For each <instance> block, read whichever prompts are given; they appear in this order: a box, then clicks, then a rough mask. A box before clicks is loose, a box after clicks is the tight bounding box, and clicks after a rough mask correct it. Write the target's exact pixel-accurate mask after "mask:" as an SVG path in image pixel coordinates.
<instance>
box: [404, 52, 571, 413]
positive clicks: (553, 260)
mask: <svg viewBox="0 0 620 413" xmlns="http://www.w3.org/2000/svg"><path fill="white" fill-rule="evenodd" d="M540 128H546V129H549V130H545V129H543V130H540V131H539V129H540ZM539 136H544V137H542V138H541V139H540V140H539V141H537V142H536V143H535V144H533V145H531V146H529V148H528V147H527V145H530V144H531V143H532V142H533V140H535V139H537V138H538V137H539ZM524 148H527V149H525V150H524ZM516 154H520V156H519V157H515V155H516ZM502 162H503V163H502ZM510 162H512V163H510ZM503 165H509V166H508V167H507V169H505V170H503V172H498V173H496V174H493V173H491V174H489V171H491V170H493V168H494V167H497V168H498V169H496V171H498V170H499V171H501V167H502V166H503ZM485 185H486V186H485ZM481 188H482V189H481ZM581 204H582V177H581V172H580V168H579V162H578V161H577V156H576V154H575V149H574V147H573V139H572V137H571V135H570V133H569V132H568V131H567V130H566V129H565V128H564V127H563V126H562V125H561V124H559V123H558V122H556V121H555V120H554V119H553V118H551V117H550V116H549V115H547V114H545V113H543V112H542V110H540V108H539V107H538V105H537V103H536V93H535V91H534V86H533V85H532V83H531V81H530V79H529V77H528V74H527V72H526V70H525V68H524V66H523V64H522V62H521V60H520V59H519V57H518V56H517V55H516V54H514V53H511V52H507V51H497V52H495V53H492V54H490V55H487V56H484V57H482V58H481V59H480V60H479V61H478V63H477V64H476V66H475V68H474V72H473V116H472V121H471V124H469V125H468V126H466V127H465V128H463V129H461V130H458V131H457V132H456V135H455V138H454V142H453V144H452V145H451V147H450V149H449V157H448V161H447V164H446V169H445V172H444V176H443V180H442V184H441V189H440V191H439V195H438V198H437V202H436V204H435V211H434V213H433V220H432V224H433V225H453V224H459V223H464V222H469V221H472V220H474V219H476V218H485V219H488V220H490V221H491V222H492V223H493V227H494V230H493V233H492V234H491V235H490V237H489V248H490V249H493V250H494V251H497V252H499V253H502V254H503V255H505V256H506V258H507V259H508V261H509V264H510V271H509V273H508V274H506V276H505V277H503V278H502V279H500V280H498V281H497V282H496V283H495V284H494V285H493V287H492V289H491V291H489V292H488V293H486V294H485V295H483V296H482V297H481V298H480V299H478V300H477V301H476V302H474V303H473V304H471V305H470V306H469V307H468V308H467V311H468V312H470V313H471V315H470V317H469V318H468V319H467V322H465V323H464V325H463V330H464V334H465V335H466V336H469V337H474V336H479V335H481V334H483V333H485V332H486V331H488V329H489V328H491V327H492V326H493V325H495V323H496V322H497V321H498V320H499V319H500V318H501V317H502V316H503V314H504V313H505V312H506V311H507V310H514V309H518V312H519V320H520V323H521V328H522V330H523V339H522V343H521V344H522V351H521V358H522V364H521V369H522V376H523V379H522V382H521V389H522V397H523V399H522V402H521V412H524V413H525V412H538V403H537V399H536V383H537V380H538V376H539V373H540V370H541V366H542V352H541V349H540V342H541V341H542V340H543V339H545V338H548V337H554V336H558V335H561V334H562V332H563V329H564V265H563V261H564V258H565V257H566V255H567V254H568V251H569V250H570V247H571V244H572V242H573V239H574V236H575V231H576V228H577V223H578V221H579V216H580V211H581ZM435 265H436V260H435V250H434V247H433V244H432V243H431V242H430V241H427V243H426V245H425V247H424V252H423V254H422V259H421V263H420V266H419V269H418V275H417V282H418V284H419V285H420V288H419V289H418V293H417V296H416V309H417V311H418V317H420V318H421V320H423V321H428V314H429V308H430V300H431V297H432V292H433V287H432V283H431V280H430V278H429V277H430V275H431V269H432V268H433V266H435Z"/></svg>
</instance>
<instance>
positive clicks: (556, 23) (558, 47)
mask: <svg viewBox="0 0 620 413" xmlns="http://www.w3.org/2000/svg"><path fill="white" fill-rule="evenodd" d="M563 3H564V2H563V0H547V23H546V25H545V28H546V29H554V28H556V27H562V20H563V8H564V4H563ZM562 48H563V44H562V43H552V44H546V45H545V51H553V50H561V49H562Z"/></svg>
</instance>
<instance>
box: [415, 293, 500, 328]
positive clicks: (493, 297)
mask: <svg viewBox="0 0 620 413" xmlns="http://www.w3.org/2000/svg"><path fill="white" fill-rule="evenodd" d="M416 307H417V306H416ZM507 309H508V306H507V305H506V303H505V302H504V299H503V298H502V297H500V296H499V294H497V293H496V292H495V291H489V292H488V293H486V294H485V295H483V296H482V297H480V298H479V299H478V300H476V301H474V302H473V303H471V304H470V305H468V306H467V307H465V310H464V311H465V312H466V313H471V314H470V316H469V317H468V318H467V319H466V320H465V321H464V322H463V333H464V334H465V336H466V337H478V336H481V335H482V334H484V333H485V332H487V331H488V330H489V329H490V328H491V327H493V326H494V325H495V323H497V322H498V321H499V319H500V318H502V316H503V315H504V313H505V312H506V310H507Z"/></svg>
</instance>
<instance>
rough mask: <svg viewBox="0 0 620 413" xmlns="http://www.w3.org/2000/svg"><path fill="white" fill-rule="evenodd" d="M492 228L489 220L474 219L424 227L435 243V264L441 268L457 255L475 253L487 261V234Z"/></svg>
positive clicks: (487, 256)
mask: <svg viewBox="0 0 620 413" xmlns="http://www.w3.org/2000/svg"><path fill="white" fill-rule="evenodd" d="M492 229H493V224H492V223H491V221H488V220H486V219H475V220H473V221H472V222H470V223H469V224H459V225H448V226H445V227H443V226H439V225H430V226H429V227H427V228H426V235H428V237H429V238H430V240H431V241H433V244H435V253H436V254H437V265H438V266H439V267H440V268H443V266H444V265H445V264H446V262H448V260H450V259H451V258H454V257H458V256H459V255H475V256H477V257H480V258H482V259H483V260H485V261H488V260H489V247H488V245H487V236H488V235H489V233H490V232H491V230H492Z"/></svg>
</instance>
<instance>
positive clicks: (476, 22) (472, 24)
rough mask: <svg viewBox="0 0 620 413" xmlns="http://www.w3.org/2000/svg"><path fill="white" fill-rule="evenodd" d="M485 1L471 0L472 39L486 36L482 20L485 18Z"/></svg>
====
Quote every line of the records above word for word, from the first line through the last.

* FINAL ANSWER
For each <instance> block, read whichever prompts are given; they appear in this order: a box, then clicks, then a rough mask. A box before clicks is loose, a box after clicks is the tight bounding box, and clicks after a rough mask correct it. Write the target's exact pixel-accurate mask after "mask:" as an SVG path in image pixel coordinates.
<instance>
box: [404, 52, 571, 413]
positive clicks: (553, 260)
mask: <svg viewBox="0 0 620 413" xmlns="http://www.w3.org/2000/svg"><path fill="white" fill-rule="evenodd" d="M540 128H546V129H549V130H545V129H543V130H540V131H539V129H540ZM539 136H544V137H542V138H541V139H540V140H539V141H537V142H536V143H535V144H533V145H531V146H529V148H528V147H527V145H530V144H531V143H532V142H533V140H535V139H537V138H538V137H539ZM524 148H527V149H525V150H524ZM516 154H520V156H519V157H515V155H516ZM502 162H503V163H502ZM510 162H512V163H510ZM503 165H509V166H508V167H507V169H505V170H503V172H498V173H496V174H493V173H491V174H489V171H491V170H493V168H494V167H497V168H498V169H496V171H498V170H499V171H501V167H502V166H503ZM485 185H486V186H485ZM481 188H482V189H481ZM581 204H582V177H581V172H580V168H579V162H578V161H577V156H576V154H575V149H574V147H573V139H572V137H571V135H570V133H569V132H568V131H567V130H566V129H565V128H564V127H563V126H562V125H561V124H559V123H558V122H556V121H555V120H554V119H553V118H551V117H550V116H549V115H547V114H545V113H543V112H542V110H540V108H539V107H538V105H537V103H536V93H535V91H534V86H533V85H532V83H531V81H530V79H529V77H528V74H527V72H526V70H525V68H524V66H523V64H522V62H521V60H520V59H519V57H518V56H517V55H516V54H514V53H511V52H507V51H497V52H495V53H492V54H490V55H487V56H484V57H482V58H481V59H480V60H479V61H478V63H477V64H476V66H475V68H474V72H473V116H472V121H471V124H469V125H468V126H466V127H465V128H463V129H461V130H458V131H457V132H456V135H455V138H454V142H453V144H452V145H451V147H450V149H449V157H448V161H447V164H446V169H445V172H444V176H443V180H442V184H441V189H440V191H439V195H438V198H437V202H436V204H435V211H434V213H433V220H432V224H433V225H453V224H459V223H464V222H469V221H472V220H474V219H476V218H485V219H488V220H490V221H491V222H492V223H493V227H494V230H493V233H492V234H491V235H490V237H489V248H490V249H493V250H494V251H497V252H499V253H502V254H503V255H505V256H506V258H507V259H508V261H509V264H510V271H509V273H508V274H506V276H505V277H503V278H502V279H500V280H498V281H497V282H496V283H495V284H494V285H493V287H492V289H491V291H489V292H488V293H486V294H485V295H483V296H482V297H481V298H480V299H478V300H477V301H476V302H474V303H473V304H471V305H470V306H469V307H468V308H467V311H468V312H470V313H471V315H470V317H469V318H468V319H467V322H465V323H464V325H463V330H464V334H465V335H466V336H469V337H474V336H479V335H481V334H483V333H485V332H486V331H488V329H489V328H491V327H492V326H493V325H495V323H496V322H497V321H498V320H499V319H500V318H501V317H502V316H503V314H504V313H505V312H506V311H507V310H514V309H518V312H519V320H520V323H521V328H522V330H523V339H522V343H521V344H522V351H521V358H522V364H521V369H522V376H523V379H522V382H521V389H522V397H523V399H522V402H521V412H524V413H525V412H538V403H537V399H536V383H537V380H538V376H539V373H540V370H541V366H542V352H541V349H540V342H541V341H542V340H543V339H545V338H548V337H554V336H558V335H561V334H562V332H563V329H564V265H563V261H564V258H565V257H566V255H567V254H568V251H569V250H570V247H571V244H572V242H573V239H574V236H575V231H576V228H577V223H578V221H579V216H580V211H581ZM435 265H436V260H435V250H434V247H433V244H432V243H431V242H430V241H427V243H426V245H425V247H424V252H423V254H422V259H421V263H420V266H419V269H418V275H417V282H418V284H419V285H420V288H419V289H418V293H417V296H416V309H417V311H418V317H420V318H421V320H423V321H428V314H429V308H430V300H431V297H432V292H433V287H432V283H431V280H430V278H429V277H430V275H431V269H432V268H433V266H435Z"/></svg>
</instance>
<instance>
positive clicks: (556, 23) (558, 47)
mask: <svg viewBox="0 0 620 413" xmlns="http://www.w3.org/2000/svg"><path fill="white" fill-rule="evenodd" d="M563 3H564V2H563V0H547V23H546V25H545V28H546V29H554V28H556V27H562V20H563V8H564V4H563ZM562 48H563V44H562V43H552V44H546V45H545V51H553V50H561V49H562Z"/></svg>
</instance>
<instance>
box: [415, 293, 500, 328]
positive clicks: (493, 297)
mask: <svg viewBox="0 0 620 413" xmlns="http://www.w3.org/2000/svg"><path fill="white" fill-rule="evenodd" d="M416 307H417V306H416ZM507 309H508V306H507V305H506V303H505V302H504V299H503V298H502V297H500V296H499V294H497V293H496V292H495V291H489V292H488V293H486V294H485V295H483V296H482V297H480V298H479V299H478V300H476V301H474V302H473V303H471V304H470V305H468V306H467V307H465V310H464V311H465V312H466V313H471V314H470V316H469V317H468V318H467V319H466V320H465V321H464V322H463V333H464V334H465V336H466V337H478V336H481V335H482V334H484V333H485V332H487V331H488V330H489V329H490V328H491V327H493V326H494V325H495V323H497V322H498V321H499V319H500V318H502V316H503V315H504V313H505V312H506V310H507Z"/></svg>
</instance>
<instance>
rough mask: <svg viewBox="0 0 620 413" xmlns="http://www.w3.org/2000/svg"><path fill="white" fill-rule="evenodd" d="M492 228L489 220L474 219L424 227L435 243V264L441 268L457 255L475 253L487 261V234Z"/></svg>
positive clicks: (487, 256)
mask: <svg viewBox="0 0 620 413" xmlns="http://www.w3.org/2000/svg"><path fill="white" fill-rule="evenodd" d="M492 229H493V224H492V223H491V221H488V220H486V219H475V220H473V221H472V222H470V223H469V224H459V225H448V226H445V227H443V226H439V225H430V226H429V227H427V228H426V235H428V237H429V238H430V240H431V241H433V244H435V253H436V254H437V265H438V266H439V267H440V268H443V266H444V265H445V264H446V262H448V260H450V259H451V258H454V257H458V256H459V255H475V256H477V257H480V258H482V259H483V260H485V261H488V260H489V247H488V245H487V236H488V235H489V233H490V232H491V230H492Z"/></svg>
</instance>
<instance>
positive clicks: (476, 22) (472, 24)
rough mask: <svg viewBox="0 0 620 413" xmlns="http://www.w3.org/2000/svg"><path fill="white" fill-rule="evenodd" d="M485 1L471 0L472 39L486 36L482 20L485 18Z"/></svg>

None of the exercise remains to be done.